RECORDS:

[Start of Attachment]

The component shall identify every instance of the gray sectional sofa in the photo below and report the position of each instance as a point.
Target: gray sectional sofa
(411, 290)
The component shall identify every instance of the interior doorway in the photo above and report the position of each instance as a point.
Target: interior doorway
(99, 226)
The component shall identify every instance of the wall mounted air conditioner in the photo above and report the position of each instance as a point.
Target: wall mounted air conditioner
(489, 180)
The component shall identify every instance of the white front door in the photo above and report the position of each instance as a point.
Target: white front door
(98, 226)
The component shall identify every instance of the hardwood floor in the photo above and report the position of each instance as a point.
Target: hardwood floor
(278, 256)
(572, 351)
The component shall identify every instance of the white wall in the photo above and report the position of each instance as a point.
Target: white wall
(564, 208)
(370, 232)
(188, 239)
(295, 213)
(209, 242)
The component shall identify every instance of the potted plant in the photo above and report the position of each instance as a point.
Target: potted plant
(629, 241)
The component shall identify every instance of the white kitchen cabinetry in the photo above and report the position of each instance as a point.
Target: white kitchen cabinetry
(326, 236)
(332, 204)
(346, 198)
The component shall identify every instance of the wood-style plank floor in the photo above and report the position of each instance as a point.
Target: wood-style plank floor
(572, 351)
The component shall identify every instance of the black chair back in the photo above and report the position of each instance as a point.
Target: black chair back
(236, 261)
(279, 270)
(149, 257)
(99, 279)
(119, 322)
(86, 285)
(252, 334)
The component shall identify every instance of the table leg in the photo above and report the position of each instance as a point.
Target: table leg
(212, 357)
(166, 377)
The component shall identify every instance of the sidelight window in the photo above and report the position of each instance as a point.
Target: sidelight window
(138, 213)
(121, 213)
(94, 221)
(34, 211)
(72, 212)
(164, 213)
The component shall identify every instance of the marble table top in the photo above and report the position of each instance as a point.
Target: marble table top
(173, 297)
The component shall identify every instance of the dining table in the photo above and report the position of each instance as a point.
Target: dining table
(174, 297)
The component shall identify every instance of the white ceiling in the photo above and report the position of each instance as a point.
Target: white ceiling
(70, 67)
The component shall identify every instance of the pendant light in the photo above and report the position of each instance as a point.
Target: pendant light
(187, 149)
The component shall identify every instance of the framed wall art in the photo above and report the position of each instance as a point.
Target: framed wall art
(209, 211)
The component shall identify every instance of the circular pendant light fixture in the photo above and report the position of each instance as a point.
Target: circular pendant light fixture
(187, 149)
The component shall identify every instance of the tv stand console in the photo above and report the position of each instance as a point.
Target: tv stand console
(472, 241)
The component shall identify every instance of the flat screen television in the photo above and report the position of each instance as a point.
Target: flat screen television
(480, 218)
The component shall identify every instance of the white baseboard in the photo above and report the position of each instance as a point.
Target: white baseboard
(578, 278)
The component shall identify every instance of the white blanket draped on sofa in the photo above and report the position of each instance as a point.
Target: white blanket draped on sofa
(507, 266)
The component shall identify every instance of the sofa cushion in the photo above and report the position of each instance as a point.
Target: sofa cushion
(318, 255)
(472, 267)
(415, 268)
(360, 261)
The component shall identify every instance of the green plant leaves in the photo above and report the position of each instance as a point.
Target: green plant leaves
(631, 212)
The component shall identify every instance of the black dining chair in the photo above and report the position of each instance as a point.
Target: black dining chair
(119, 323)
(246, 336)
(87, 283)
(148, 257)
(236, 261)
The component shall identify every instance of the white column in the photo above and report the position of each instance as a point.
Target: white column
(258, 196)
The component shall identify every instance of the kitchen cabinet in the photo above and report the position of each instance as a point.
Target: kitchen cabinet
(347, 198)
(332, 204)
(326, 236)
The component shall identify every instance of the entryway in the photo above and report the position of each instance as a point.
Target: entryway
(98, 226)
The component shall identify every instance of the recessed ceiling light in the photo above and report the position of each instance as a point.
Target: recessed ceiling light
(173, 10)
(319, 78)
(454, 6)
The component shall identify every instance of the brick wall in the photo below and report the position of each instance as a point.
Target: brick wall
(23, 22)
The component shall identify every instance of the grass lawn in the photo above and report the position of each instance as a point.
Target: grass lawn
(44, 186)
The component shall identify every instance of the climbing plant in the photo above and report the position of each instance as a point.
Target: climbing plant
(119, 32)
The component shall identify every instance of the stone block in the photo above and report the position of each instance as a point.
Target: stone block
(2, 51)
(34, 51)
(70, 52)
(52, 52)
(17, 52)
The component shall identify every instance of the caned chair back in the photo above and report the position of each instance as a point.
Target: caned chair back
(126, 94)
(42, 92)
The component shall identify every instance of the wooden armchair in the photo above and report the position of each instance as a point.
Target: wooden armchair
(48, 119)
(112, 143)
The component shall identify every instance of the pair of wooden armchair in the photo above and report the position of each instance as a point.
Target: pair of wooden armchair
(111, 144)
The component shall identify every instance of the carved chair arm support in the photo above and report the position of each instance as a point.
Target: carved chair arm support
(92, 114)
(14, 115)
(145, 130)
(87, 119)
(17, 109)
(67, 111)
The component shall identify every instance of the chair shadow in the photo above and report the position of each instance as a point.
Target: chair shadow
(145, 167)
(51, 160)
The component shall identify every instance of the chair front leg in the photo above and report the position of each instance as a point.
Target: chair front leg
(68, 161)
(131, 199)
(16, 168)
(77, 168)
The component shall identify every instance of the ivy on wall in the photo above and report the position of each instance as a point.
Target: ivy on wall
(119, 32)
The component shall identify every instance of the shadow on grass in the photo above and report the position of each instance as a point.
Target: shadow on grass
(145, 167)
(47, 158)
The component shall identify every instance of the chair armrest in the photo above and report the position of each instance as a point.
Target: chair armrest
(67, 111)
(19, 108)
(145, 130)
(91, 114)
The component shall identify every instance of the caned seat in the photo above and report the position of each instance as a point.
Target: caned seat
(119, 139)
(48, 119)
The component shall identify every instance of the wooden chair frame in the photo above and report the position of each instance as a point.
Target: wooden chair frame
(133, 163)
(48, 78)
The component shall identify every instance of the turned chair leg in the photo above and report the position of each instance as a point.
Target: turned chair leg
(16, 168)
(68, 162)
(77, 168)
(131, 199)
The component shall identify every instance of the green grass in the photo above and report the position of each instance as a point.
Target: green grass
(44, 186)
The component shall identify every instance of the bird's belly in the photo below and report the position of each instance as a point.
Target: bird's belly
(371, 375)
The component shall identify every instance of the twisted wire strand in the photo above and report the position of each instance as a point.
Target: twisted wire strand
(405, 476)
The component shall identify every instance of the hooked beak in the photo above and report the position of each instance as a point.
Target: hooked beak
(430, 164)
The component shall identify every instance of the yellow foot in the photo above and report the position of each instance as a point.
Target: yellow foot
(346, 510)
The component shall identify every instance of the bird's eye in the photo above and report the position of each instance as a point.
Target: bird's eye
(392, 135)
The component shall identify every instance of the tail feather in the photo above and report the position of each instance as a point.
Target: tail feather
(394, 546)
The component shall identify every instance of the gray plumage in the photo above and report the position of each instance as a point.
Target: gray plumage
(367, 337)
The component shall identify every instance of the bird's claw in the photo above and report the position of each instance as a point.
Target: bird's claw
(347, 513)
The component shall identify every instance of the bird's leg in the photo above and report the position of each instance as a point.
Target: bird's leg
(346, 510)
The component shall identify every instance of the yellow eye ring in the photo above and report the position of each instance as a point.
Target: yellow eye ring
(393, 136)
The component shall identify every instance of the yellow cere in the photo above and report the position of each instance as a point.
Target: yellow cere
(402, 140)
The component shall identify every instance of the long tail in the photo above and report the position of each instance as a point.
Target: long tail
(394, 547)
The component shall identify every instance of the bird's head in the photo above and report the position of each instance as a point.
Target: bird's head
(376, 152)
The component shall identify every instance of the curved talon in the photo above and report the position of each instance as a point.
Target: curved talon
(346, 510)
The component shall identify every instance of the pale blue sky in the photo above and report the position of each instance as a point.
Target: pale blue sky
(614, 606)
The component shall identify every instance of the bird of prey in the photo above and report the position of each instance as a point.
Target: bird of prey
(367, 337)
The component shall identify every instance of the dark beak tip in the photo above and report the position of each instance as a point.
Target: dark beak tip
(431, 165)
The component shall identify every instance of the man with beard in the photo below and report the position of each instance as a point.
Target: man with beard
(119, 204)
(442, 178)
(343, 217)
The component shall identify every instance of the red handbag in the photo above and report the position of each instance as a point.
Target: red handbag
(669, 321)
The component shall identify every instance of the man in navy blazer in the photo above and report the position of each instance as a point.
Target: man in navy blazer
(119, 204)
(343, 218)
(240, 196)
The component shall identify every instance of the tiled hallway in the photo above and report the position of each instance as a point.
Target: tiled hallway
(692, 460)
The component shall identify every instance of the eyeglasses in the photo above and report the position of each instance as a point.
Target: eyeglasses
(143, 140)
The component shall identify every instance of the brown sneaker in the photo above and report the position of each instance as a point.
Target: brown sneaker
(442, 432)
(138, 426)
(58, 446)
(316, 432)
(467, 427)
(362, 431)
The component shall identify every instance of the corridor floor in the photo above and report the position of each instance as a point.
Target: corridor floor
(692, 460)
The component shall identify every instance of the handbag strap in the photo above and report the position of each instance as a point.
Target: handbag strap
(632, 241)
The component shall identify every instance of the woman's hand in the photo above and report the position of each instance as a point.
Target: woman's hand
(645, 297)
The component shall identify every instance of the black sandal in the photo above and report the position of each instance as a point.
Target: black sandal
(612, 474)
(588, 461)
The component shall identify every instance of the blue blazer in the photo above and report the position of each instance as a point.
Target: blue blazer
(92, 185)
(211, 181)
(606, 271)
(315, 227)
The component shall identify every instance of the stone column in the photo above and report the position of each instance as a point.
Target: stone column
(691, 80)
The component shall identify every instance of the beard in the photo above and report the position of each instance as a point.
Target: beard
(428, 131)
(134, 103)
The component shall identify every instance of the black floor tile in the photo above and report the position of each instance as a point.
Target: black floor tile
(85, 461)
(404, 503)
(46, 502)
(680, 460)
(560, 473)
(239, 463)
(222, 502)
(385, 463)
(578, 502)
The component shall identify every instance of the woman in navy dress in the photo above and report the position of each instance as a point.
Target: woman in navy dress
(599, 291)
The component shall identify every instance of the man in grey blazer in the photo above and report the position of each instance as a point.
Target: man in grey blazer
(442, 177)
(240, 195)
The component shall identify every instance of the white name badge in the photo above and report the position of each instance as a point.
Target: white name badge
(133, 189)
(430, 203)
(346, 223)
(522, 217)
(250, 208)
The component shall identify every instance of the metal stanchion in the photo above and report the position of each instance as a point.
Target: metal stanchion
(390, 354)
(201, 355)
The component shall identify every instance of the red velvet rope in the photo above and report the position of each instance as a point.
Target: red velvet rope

[End of Attachment]

EXERCISE DESCRIPTION: Output only the number of lines in the data above that include the word "rope".

RESPONSE: 2